**Provided data:**
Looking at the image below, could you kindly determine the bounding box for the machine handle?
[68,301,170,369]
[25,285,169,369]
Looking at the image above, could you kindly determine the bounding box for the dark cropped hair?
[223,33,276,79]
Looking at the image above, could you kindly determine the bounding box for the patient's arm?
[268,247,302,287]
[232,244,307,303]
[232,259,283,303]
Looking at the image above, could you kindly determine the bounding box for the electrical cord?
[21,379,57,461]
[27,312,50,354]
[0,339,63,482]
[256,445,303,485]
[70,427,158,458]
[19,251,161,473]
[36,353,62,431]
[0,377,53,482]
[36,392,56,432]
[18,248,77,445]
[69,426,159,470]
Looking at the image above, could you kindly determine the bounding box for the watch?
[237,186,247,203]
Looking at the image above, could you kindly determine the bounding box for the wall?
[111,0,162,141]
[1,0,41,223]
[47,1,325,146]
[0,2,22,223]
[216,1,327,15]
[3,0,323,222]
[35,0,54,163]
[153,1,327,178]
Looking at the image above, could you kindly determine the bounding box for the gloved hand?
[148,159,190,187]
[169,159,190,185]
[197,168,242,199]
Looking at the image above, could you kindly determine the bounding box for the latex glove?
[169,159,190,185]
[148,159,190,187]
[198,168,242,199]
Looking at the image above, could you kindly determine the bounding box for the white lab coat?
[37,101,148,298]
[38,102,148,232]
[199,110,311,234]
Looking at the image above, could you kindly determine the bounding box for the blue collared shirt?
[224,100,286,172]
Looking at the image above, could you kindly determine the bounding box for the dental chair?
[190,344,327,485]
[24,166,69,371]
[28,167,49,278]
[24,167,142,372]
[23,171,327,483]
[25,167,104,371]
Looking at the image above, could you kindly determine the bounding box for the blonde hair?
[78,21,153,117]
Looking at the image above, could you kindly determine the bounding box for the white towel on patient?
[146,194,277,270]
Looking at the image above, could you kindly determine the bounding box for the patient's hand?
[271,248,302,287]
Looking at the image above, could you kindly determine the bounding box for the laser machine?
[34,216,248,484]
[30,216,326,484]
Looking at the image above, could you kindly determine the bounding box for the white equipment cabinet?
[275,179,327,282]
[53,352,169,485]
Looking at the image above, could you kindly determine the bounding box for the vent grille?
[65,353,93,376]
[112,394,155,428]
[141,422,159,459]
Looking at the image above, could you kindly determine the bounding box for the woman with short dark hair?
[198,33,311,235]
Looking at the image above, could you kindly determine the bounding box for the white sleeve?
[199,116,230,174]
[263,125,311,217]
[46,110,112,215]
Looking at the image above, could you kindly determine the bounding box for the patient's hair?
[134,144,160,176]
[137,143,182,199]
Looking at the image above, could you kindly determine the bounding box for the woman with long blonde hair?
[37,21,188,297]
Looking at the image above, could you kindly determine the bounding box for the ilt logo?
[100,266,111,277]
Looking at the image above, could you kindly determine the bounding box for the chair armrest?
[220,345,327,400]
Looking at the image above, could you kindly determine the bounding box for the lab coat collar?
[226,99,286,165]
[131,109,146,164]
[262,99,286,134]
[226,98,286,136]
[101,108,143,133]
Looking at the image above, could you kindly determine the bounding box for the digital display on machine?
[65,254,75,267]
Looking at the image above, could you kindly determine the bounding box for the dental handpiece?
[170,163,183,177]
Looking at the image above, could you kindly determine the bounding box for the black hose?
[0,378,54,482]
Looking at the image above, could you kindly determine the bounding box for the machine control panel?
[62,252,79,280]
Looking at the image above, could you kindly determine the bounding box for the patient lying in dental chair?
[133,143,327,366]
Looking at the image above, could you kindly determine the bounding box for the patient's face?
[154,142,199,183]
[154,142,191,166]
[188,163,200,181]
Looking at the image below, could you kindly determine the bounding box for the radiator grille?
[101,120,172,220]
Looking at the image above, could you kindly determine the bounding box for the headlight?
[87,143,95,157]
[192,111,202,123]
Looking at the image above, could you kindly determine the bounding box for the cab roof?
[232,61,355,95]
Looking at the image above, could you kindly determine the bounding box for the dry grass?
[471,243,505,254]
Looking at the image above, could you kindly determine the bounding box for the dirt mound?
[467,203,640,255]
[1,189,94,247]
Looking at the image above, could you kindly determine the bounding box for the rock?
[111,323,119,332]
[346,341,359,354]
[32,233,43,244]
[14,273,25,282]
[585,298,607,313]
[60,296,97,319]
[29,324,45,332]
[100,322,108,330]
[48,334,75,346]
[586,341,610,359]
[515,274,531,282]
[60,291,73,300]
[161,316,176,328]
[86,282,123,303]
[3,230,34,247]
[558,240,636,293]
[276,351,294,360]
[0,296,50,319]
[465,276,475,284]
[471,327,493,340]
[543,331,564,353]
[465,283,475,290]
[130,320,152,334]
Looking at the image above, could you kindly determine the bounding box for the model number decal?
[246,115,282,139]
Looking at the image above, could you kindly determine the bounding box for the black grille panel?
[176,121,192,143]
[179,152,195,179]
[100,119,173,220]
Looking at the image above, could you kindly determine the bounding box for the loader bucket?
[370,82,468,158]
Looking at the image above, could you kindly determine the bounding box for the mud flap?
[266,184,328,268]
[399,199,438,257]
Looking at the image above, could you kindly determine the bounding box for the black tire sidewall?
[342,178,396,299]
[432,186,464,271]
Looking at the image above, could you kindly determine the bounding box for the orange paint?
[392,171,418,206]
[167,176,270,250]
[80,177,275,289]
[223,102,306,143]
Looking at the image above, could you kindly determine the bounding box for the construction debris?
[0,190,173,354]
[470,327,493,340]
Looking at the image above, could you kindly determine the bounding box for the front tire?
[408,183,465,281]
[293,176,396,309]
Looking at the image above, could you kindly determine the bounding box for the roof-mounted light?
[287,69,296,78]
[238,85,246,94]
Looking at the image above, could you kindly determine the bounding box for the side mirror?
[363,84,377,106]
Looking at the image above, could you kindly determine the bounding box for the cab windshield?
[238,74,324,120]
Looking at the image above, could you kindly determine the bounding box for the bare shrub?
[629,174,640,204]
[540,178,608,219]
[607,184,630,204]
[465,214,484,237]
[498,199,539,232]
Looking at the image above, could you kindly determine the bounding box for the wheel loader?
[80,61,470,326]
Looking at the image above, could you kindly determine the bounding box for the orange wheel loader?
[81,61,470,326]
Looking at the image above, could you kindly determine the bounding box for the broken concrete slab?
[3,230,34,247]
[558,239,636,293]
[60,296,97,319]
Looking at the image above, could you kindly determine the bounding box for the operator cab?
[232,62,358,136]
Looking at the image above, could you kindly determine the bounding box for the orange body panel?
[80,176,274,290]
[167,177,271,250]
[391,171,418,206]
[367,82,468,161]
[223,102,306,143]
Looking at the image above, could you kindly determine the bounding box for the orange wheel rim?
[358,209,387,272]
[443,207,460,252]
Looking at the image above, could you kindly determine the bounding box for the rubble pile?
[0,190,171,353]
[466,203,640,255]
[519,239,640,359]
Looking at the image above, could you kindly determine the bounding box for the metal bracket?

**Task goal:** Type out the whole listing above exactly.

**Task result:**
Looking at the image below, could you kindly determine the bounding box for the machine handle?
[68,301,170,369]
[25,285,169,369]
Looking at the image above, could you kindly determine the bounding box for the dark cropped hair?
[223,33,276,79]
Looking at the image above, could you kindly determine the bounding box for the patient's arm?
[268,247,302,287]
[232,244,307,303]
[232,259,283,303]
Looking at the image above, could you kindly determine the bounding box for the electrical cord?
[21,379,57,461]
[27,312,50,354]
[0,339,63,482]
[256,445,303,485]
[70,427,158,458]
[19,251,161,473]
[36,353,62,431]
[0,377,53,482]
[36,392,56,432]
[18,248,77,445]
[69,426,159,470]
Looking at the image above, could you kindly determine the bounding box for the watch?
[237,186,247,203]
Looking at the image above, could you kindly determine the bounding box for the wall?
[111,0,162,141]
[1,0,41,223]
[47,1,325,146]
[0,2,22,223]
[216,1,327,15]
[3,0,323,222]
[35,0,54,163]
[153,1,327,178]
Looking at the image above, could you kindly determine the bounding box for the gloved hand?
[148,159,190,187]
[169,159,190,185]
[197,168,242,199]
Looking at the image above, could you kindly determine the bounding box for the latex glove?
[169,159,190,185]
[148,159,190,187]
[198,168,242,199]
Looking at the image above, could you kindly determine the bounding box for the white lab coat?
[37,101,148,298]
[38,102,148,232]
[199,110,311,234]
Looking at the image above, could you kindly determine the bounding box for the blue collared shirt?
[224,100,286,172]
Looking at the image above, could you kindly determine the bounding box for the dental chair?
[190,344,327,485]
[24,166,69,371]
[28,167,49,278]
[24,167,142,372]
[23,171,327,483]
[25,167,104,371]
Looking at the image above, could you kindly determine the bounding box for the blonde hair?
[78,21,153,117]
Looking at the image above, could you kindly determine the bounding box for the white towel on patient?
[146,194,277,270]
Looking at the image above, could you kindly determine the bounding box for the patient's hand?
[271,248,302,287]
Looking at the image above, could you kindly determine the bounding box for the laser machine?
[34,216,248,484]
[30,216,326,484]
Looking at the image above, could you kindly determine the bounding box for the white equipment cabinet?
[275,179,327,282]
[53,352,169,485]
Looking at the image above, could you kindly determine the bounding box for the vent grille?
[65,353,93,376]
[112,394,155,428]
[141,422,159,459]
Looking at the image above, could you kindly determine the bounding box for the woman with short dark hair?
[198,33,311,235]
Looking at the image above, could you kindly determine the bounding box for the white sleeve?
[199,116,230,174]
[263,125,311,217]
[46,110,112,215]
Looking at the image above, could you kindly determine the bounding box for the patient's hair?
[134,144,160,176]
[137,143,182,199]
Looking at the image above, could you kindly determine the bounding box for the woman with long blonde hair?
[37,21,188,297]
Looking at the image above, could you kindly determine the bounding box for the ilt logo?
[100,266,111,277]
Looking at the image above, could you kindly determine the bounding box for the chair armrest?
[220,345,327,400]
Looking at the image above, could you kindly determine the bounding box for the lab coat collar?
[226,99,286,165]
[131,109,146,164]
[262,99,286,134]
[226,98,286,136]
[101,108,143,133]
Looking at the image above, could you kindly determine the bounding box for the digital display on machine?
[65,254,75,267]
Looking at the image above, could you kindly determine the bounding box for the dental handpiece?
[170,163,183,177]
Looking at the image above, could you kindly determine the bounding box for the black hose?
[0,378,54,482]
Looking at the image above, could you kindly determine the bounding box for the machine control panel?
[62,252,79,280]
Looking at the image above, could you kindly determine the bounding box for the patient lying in dental chair?
[133,143,327,366]
Looking at the image above, could you kindly determine the bounding box for the patient's face?
[154,142,199,183]
[154,142,191,166]
[188,163,200,181]
Looking at the image below, could you kindly determine the bounding box for the radiator grille?
[101,120,172,220]
Looking at the image above, could you kindly determine the bounding box for the headlight?
[87,143,95,157]
[192,111,202,123]
Looking at the image above, could you kindly determine the bounding box for the cab roof?
[232,61,355,95]
Looking at the image above, could you kindly determine the bounding box for the dry grass?
[471,243,505,254]
Looking at the image above, could you kindly determine the bounding box for the dirt mound?
[467,203,640,255]
[1,189,94,247]
Looking at the image above, could you kindly determine the bounding box for the rock?
[111,323,119,332]
[346,341,359,354]
[32,233,43,244]
[14,273,25,282]
[585,298,607,313]
[60,296,97,319]
[29,324,45,332]
[100,322,108,330]
[48,334,75,346]
[586,341,610,359]
[515,274,531,282]
[60,291,73,300]
[161,316,176,328]
[86,282,123,303]
[3,230,34,247]
[558,240,636,293]
[276,351,294,360]
[0,296,50,319]
[465,276,475,284]
[471,327,493,340]
[543,331,564,353]
[465,283,475,290]
[130,320,152,334]
Looking at the image above, could you kindly determine the bounding box for the model number decal?
[246,115,282,139]
Looking at the image above, could you kindly determine the bounding box for the black grille panel?
[176,121,192,143]
[179,152,195,179]
[100,119,173,220]
Looking at the image above, could you kindly determine the bounding box for the loader bucket?
[370,82,468,158]
Looking at the image above, could you kindly determine the bounding box for the mud flap?
[266,184,328,268]
[399,199,438,257]
Looking at the image above, could you kindly determine the bounding box for the black tire sidewall?
[342,178,396,299]
[432,186,464,271]
Looking at the image above, could you kindly determine the bounding box for the orange paint?
[392,171,418,206]
[167,176,270,250]
[80,177,275,289]
[223,102,306,143]
Looking at the image above, could you kindly determine the bounding box for the construction debris?
[0,190,173,354]
[470,327,493,340]
Looking at the image above, could you kindly determine the bounding box for the front tire?
[408,183,465,281]
[293,176,396,309]
Looking at the image above, could you kindly determine the bounding box for the roof-mounted light?
[287,69,296,78]
[238,85,246,94]
Looking at the image above, could you kindly determine the bounding box for the side mirror?
[363,84,377,106]
Looking at the image above, could you kindly determine the bounding box for the cab windshield?
[238,74,324,120]
Looking at the image above, could you kindly determine the bounding box for the bare shrub?
[629,174,640,204]
[540,178,608,219]
[607,184,630,204]
[465,214,484,237]
[498,199,539,232]
Looking at the image above, could you kindly determine the bounding box for the wheel loader?
[80,61,470,326]
Looking at the image above, could you kindly determine the bounding box for the orange wheel loader?
[81,61,470,326]
Looking at the image above, could you kindly determine the bounding box for the broken concrete slab?
[3,230,34,247]
[558,239,636,293]
[60,296,97,319]
Looking at the image above, could you kindly determine the bounding box for the operator cab?
[232,62,358,136]
Looking at the image above, could you kindly determine the bounding box for the orange body panel?
[80,176,274,290]
[167,177,271,250]
[391,171,418,206]
[367,82,468,161]
[223,102,306,143]
Looking at the image above, could you kindly determine the bounding box for the orange wheel rim?
[358,209,387,272]
[443,207,460,252]
Looking at the image above, could you kindly determine the bounding box for the rubble pile?
[0,190,171,353]
[466,203,640,255]
[519,239,640,359]
Looking at the image above, could you kindly determine the bounding box for the metal bracket?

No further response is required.